• [STATED PROBLEM]:
Here are some records. Copy each one exactly.

[Pointing and labeling entries]
Start

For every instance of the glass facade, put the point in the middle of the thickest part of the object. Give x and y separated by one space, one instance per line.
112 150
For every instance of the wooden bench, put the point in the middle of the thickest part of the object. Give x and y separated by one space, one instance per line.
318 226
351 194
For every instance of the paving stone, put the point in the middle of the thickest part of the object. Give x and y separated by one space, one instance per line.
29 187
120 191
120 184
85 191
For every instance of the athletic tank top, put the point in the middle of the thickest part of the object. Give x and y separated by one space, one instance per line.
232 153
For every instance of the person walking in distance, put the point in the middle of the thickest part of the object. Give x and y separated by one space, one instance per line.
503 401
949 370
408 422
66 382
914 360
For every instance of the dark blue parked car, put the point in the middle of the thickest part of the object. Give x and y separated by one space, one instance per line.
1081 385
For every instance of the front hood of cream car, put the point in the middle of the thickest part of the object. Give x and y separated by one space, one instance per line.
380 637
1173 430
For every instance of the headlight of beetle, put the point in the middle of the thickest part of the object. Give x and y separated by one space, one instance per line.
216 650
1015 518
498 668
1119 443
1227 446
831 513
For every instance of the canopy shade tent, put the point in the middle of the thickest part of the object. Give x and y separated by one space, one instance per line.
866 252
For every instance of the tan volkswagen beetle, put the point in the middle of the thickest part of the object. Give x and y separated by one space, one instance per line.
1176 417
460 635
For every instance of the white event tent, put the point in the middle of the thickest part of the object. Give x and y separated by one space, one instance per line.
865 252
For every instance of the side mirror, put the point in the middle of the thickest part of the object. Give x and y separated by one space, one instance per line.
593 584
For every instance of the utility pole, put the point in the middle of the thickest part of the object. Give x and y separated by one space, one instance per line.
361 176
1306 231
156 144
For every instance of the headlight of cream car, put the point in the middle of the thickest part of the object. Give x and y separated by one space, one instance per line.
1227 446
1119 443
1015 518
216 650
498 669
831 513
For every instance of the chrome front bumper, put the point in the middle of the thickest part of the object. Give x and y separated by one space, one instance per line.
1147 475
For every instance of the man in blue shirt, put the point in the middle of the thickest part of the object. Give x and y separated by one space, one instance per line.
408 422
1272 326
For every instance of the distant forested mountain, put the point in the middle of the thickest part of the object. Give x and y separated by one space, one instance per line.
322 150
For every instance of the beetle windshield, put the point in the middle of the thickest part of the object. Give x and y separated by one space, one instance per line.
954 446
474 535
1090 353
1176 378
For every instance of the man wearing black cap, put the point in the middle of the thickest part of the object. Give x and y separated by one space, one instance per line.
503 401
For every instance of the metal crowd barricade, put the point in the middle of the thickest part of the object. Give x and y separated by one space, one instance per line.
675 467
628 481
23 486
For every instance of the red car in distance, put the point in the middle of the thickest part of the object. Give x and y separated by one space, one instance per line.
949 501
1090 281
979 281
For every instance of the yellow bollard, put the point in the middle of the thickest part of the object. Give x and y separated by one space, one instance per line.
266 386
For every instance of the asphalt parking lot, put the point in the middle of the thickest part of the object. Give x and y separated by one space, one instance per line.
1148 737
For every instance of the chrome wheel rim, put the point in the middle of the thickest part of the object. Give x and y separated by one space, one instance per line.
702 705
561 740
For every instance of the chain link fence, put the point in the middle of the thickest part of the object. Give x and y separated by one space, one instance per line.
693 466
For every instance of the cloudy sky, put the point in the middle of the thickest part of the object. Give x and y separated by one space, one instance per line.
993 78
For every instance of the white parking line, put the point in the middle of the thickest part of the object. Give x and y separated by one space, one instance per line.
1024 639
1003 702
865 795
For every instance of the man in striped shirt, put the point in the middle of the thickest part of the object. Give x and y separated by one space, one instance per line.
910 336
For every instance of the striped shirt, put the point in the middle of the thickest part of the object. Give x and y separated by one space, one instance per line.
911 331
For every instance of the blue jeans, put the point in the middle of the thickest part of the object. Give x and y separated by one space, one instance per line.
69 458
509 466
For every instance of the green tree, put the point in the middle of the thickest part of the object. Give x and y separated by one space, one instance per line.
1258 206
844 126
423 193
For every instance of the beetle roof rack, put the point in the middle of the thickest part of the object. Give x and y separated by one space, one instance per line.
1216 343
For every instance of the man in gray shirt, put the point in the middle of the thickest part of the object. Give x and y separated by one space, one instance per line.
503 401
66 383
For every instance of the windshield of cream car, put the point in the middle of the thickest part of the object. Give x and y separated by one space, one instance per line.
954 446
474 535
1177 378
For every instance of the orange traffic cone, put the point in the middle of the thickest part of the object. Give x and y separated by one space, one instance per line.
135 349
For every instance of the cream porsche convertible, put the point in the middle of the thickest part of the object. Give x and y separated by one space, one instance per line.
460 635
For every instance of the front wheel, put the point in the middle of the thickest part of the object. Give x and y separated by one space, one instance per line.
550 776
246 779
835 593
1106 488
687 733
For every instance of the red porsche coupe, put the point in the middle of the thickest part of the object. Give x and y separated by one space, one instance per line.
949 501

End

• [THE COMPLETED TASK]:
For every instance of the glass facade, put the point in the middle of the thickest part of the object. Give x and y separated by one space, one instance per line.
112 150
For every instance of the wooden bench, put the point in the middle of the thickest part of the object. Give x and y separated by one space, one instance per line.
318 226
351 194
For every instance of the paving stone, put the point in the middle of the thickest part of the object. Give x and y separated by one space, one instance per line.
29 187
120 191
120 184
85 191
For every instance of the athletic tank top, put the point in the middle of the thickest part of the object. Give x and y separated by one space, one instance per line.
232 153
For every instance of the person walking in distance, put the point in the middle of the thickest part of the object. Give x and y separated by one space, one instance per line.
503 401
949 370
408 422
66 382
914 360
For every instance of the dark blue parked car, put the point in the middle of the thickest part of the object. Give x and y separated by one space, one instance per line.
1081 385
For every instance of the front hood of cream car, put the point in the middle of the thickest part of the object. Give x and y separated by one space, one instance per line.
380 637
1173 430
For every instance of the headlight of beetle, put the point in the middle of the thickest part of the object. Give x and y separated by one space, one instance per line.
216 650
1015 518
498 668
1119 443
1227 446
831 513
For every instance of the canopy shade tent, put the point in the middle of the thickest part of the object. Give x and y separated by one space, one instance per line.
866 252
For every instance of the tan volkswagen beetle, put the point in the middle of the thickest part of the object. Give x and y separated by one space, one instance per line.
1176 417
460 635
For every instance of the white event tent, put the point in the middle of the thickest part of the object. Give x and y separated by one space, one instance per line.
865 252
For every instance of the side mirror, put the point in the middle of the thickest part of the object. Give x and y separated by one space, one instance per line.
593 584
For every instance of the utility pole, put the point in the middle of the thickest part of the object. Give x and y separated by one space, one instance per line.
361 176
1306 231
156 144
For every instance of the headlight of cream car, put the point in the middle of the thickest part of the object. Give x and y separated by one space, one instance per line.
1227 446
1119 443
1015 518
216 650
498 669
831 513
For every instance of the chrome front bumper, put the point in the middle of the thickest part of the object. Give x and y separated by one space, one instance per line.
1147 475
For every instance of the man in blue shirt, put the point in the middle of the thickest part of the object. Give x and y separated by one space, one instance per line.
408 422
1272 326
For every instance of the distant forested mountain, put the point in the middle of the thickest part of the object. Give x and y separated by one space, one instance per line.
322 150
For every instance of the beetle windshield, put the point in the middle of the thickest part of the object. Give x and y separated by one space, one instance per line.
954 446
474 535
1090 353
1176 378
For every instance of the man wearing black cap, put the point in the middle of the thickest part of the object. Give x and y separated by one space, one instance per line.
503 401
For every instance of the metal crowd barricade, put the point in the middle of the thickest part of the object. Give x and y separated by one space, one instance per line.
675 467
628 481
23 486
For every instance of the red car in distance, put the point in the middle of the thickest part of the object. Give x and y separated by one space, one instance per line.
949 501
1090 281
979 281
For every instance of the yellow bollard, put the point in the middle of the thickest part of the object. Give x and y separated by one space, one instance per line.
266 386
For every instance of the asphalt parking lot, put the point in the middle of the thickest part of the object. Give x and y separated by one space, one instance per line.
1148 737
For every instance of the chrome wheel rim, put the point in the middle of the thickest part of the object. Give x and y separated by one space, one instance per line.
702 705
561 740
For every instance of the chain link fence, put the point in the middle of the thickest part of the object. Give x and y separated by one space, one instance per line.
693 466
For every instance of the cloudy sky, put the point in the middle of the thickest part of the object. Give x and y separated by one space, one instance per line.
993 78
For every instance of the white parking line, put the point in the middle of the thickest part of the object. Give x and y separated by one space, one instance per line.
1024 639
1003 702
865 795
For every instance of the man in striped shirt, put the point in the middle of the thickest part of the object. Give x and y separated by one space, one instance per line.
910 336
For every instance of the striped shirt, put the point in the middle of the thickest part of the object. Give x and y separated by one space, one instance per line.
911 331
For every instance of the blue jeans, put the point in the middle of the thickest part of the object. Give x and y separated by one space, one instance per line.
69 458
509 466
For every instance of the green tree, put the point in the middle of the thickest part of the object. Give x and y separated by one space, one instance per line.
1258 206
844 126
423 193
For every instance of the beetle roof rack, put the point in the middle of the thickest part of the object. Give x and y separated by one space, one instance per line.
1216 343
For every instance of the man in gray shirt, put the point in the middle of the thickest part of the object. Give x and y separated by one space, one instance per line.
503 401
66 383
For every instance of the windshield of cream car, put the point in the middle of the thickest part of the object. Give x and y separated by one space, one instance per line.
954 446
474 535
1177 378
For every instance of the orange traffic cone, put the point in the middle of the thickest part of the object. Give x and y separated by one space, one instance per line.
135 349
For every instance of the cream porsche convertible, put the point in the middle of the thickest part of the object. Give x and y separated by one space, one instance per line.
460 635
For every instance of the front wheel, put the point in the middle of the thickest part of the object. Give x and y separated by one space, one instance per line.
550 776
246 779
835 593
1106 488
687 733
For every instance of the red porsche coupe, put the point in the middle of the thickest part of the object. Give x and y separated by one space, one instance per line.
949 501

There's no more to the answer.